[Excerpts of pointing data]
###
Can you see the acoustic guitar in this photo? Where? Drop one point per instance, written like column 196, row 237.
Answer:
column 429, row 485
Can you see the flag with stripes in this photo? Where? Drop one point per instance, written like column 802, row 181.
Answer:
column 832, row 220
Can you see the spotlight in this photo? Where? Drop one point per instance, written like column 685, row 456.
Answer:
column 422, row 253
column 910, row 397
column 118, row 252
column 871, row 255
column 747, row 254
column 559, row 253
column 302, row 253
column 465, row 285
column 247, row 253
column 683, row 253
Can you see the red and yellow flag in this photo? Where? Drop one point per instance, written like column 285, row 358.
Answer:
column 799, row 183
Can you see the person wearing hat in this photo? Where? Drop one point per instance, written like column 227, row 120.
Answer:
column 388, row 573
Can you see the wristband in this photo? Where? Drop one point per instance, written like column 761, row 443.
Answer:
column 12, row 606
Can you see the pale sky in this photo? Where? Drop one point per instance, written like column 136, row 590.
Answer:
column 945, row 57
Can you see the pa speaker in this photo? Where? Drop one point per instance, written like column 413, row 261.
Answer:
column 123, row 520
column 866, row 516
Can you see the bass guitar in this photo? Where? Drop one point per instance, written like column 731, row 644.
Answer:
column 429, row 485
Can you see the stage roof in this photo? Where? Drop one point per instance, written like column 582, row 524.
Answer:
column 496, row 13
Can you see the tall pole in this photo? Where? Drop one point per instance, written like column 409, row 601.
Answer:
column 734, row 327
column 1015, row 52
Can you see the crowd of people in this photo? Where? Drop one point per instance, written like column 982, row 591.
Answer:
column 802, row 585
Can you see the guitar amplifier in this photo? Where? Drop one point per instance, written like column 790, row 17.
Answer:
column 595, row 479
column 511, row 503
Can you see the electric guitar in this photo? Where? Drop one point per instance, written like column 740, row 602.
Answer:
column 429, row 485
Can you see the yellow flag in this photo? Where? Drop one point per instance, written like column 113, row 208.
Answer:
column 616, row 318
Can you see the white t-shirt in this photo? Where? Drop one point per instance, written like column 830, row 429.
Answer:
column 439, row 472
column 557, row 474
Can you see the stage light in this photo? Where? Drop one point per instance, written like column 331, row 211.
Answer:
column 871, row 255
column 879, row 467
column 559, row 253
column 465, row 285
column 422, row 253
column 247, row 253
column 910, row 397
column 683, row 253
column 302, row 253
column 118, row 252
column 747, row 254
###
WHAT NEEDS TO BE DONE
Write out the lines word for word, beginning at the line that contains "Can you see the guitar" and continuing through the final line.

SOLUTION FOR THIS PROBLEM
Can you see the guitar amplifier in this photo? Where? Drop one point per instance, written like column 790, row 17.
Answer:
column 595, row 479
column 511, row 503
Can you see the electric guitar in this photo? Where? Drop one point per instance, written like column 740, row 602.
Answer:
column 429, row 485
Can you see the yellow flag in this photo? Where? Drop one point per instance, written like column 113, row 208.
Answer:
column 616, row 318
Can you see the white t-shirt in this photo? Where? Drop one point per instance, written like column 830, row 429.
Answer:
column 439, row 472
column 557, row 474
Can you see the stage light in this photo? Where? Drop one point per instance, written like column 331, row 211.
Answer:
column 871, row 255
column 879, row 467
column 559, row 253
column 465, row 285
column 422, row 253
column 247, row 253
column 910, row 397
column 683, row 253
column 302, row 253
column 118, row 252
column 747, row 254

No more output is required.